POLECENIE:
Przepisz poniższe dane, zamieniając każde wystąpienie „Reviewer note” na „Annotator note” i nie zmieniając niczego innego. Obrazy pomiń w odpowiedzi.

MATERIAŁ DO ĆWICZENIA:
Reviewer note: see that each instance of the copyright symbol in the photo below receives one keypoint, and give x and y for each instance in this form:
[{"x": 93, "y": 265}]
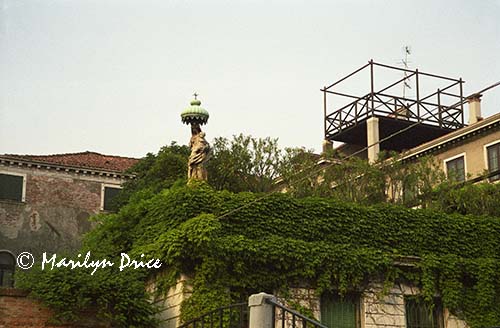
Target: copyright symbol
[{"x": 25, "y": 260}]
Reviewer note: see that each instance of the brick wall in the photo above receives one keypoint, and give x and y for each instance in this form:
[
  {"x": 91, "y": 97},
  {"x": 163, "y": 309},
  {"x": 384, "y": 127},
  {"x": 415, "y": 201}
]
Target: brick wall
[
  {"x": 55, "y": 213},
  {"x": 17, "y": 310}
]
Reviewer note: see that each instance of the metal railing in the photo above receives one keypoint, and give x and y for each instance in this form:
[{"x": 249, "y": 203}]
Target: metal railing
[
  {"x": 231, "y": 316},
  {"x": 385, "y": 102},
  {"x": 286, "y": 318}
]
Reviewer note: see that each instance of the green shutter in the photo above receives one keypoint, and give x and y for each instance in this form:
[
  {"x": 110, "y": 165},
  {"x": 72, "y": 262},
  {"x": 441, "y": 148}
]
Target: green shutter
[
  {"x": 337, "y": 312},
  {"x": 109, "y": 194},
  {"x": 419, "y": 314},
  {"x": 11, "y": 187}
]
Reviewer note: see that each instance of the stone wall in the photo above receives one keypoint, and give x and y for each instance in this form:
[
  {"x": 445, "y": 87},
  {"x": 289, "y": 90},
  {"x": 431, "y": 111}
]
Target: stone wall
[
  {"x": 169, "y": 304},
  {"x": 377, "y": 309},
  {"x": 55, "y": 213},
  {"x": 19, "y": 311}
]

PEŁNE ROZWIĄZANIE:
Annotator note: see that each instance of the copyright symbol in the photo below receives one keypoint, and give x and y for each instance in this form:
[{"x": 93, "y": 265}]
Target: copyright symbol
[{"x": 25, "y": 260}]
Annotator note: see that each instance of the brick wall in the photo above receives one keypoint, and give x and y for each instance in this form:
[
  {"x": 91, "y": 97},
  {"x": 163, "y": 309},
  {"x": 384, "y": 127},
  {"x": 415, "y": 201}
]
Target: brick wall
[
  {"x": 55, "y": 213},
  {"x": 17, "y": 310}
]
Annotator note: see that each instance of the metal railing in the photo above receives one keypoint, and give x and y for each instance in this form:
[{"x": 249, "y": 203}]
Target: metal railing
[
  {"x": 231, "y": 316},
  {"x": 385, "y": 102},
  {"x": 286, "y": 318}
]
Annotator note: see that each instance of the green shutter in the photo above receives one keypoint, and give x and y for each instance in this form:
[
  {"x": 110, "y": 165},
  {"x": 72, "y": 262},
  {"x": 441, "y": 148}
]
Target: green shutter
[
  {"x": 337, "y": 312},
  {"x": 109, "y": 194},
  {"x": 419, "y": 314},
  {"x": 11, "y": 187}
]
Annotator note: see that each instance of the stone wall in the photo above receives one keypoint, and give x and y for each instance in this form:
[
  {"x": 445, "y": 87},
  {"x": 289, "y": 90},
  {"x": 431, "y": 111}
]
Target: stone wall
[
  {"x": 169, "y": 304},
  {"x": 377, "y": 309},
  {"x": 55, "y": 213},
  {"x": 19, "y": 311}
]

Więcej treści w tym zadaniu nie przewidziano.